-- Start --

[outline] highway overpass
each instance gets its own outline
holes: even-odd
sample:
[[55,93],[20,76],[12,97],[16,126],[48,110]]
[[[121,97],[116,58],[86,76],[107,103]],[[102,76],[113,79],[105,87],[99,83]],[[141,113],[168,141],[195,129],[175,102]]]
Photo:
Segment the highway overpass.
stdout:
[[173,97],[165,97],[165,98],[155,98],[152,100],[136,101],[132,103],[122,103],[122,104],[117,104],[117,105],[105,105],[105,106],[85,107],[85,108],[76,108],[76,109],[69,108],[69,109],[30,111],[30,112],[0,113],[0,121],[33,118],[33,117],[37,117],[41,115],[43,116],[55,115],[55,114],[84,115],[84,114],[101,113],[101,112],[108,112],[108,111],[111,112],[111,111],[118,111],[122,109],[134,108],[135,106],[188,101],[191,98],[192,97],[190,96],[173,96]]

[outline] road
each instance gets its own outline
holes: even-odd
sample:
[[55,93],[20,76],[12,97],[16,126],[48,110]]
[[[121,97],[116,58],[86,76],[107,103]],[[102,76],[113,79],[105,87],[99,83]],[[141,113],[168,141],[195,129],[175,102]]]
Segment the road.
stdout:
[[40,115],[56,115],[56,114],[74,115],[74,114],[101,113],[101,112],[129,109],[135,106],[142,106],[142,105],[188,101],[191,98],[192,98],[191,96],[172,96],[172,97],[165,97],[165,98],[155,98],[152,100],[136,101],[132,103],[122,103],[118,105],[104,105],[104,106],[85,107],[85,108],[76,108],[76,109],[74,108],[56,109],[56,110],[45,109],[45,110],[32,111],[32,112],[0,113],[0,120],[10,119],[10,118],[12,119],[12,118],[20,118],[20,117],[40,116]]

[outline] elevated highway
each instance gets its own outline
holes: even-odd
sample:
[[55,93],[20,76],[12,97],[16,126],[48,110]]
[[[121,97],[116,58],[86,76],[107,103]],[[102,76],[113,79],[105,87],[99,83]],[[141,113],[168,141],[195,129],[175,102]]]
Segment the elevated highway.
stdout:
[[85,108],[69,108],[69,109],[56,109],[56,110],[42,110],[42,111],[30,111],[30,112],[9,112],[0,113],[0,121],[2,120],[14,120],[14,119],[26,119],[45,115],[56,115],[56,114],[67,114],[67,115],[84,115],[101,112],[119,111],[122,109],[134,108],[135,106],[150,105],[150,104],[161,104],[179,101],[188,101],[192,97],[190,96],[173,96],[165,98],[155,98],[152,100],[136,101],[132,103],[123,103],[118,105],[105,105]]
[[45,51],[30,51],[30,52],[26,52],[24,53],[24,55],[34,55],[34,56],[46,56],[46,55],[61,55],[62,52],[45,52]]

-- End --

**TASK TO COMPLETE**: Can you set down all of the records above again, line for line and character for character?

**RESULT OF THE EXERCISE**:
[outline] highway overpass
each instance gets its own outline
holes: even-odd
sample:
[[55,93],[20,76],[12,97],[16,126],[48,110]]
[[[121,97],[116,58],[86,76],[107,103]],[[102,76],[113,79],[105,87],[99,83]],[[141,113],[168,141],[195,129],[175,102]]]
Photo:
Segment the highway overpass.
stdout:
[[173,97],[165,97],[165,98],[155,98],[152,100],[136,101],[132,103],[122,103],[122,104],[117,104],[117,105],[105,105],[105,106],[85,107],[85,108],[76,108],[76,109],[69,108],[69,109],[30,111],[30,112],[0,113],[0,121],[33,118],[33,117],[37,117],[41,115],[43,116],[55,115],[55,114],[84,115],[84,114],[101,113],[101,112],[108,112],[108,111],[111,112],[111,111],[118,111],[122,109],[134,108],[135,106],[188,101],[191,98],[192,97],[190,96],[173,96]]

[outline] road
each instance gets its own outline
holes: even-odd
sample:
[[55,93],[20,76],[12,97],[16,126],[48,110]]
[[[121,97],[116,58],[86,76],[107,103]],[[102,76],[113,79],[105,87],[99,83]],[[141,113],[168,141],[195,129],[175,102]]]
Segment the road.
stdout:
[[40,115],[56,115],[56,114],[74,115],[74,114],[101,113],[101,112],[129,109],[135,106],[142,106],[142,105],[188,101],[191,98],[192,98],[191,96],[172,96],[172,97],[165,97],[165,98],[155,98],[152,100],[136,101],[132,103],[122,103],[118,105],[104,105],[104,106],[85,107],[85,108],[76,108],[76,109],[74,108],[56,109],[56,110],[45,109],[45,110],[32,111],[32,112],[0,113],[0,120],[10,119],[10,118],[12,119],[12,118],[20,118],[20,117],[40,116]]

[outline] elevated highway
each instance gets its own outline
holes: even-odd
sample:
[[55,93],[20,76],[12,97],[16,126],[48,110]]
[[[121,97],[116,58],[86,76],[107,103]],[[102,76],[113,79],[105,87],[99,83]],[[141,113],[168,141],[195,129],[175,102]]]
Segment the elevated highway.
stdout:
[[85,108],[69,108],[69,109],[56,109],[56,110],[42,110],[42,111],[30,111],[30,112],[9,112],[0,113],[0,121],[2,120],[14,120],[14,119],[26,119],[45,115],[56,115],[56,114],[67,114],[67,115],[84,115],[101,112],[119,111],[122,109],[134,108],[135,106],[150,105],[150,104],[161,104],[179,101],[188,101],[192,97],[190,96],[173,96],[165,98],[155,98],[152,100],[136,101],[132,103],[123,103],[118,105],[105,105]]
[[45,51],[30,51],[30,52],[26,52],[24,53],[24,55],[34,55],[34,56],[46,56],[46,55],[61,55],[62,52],[45,52]]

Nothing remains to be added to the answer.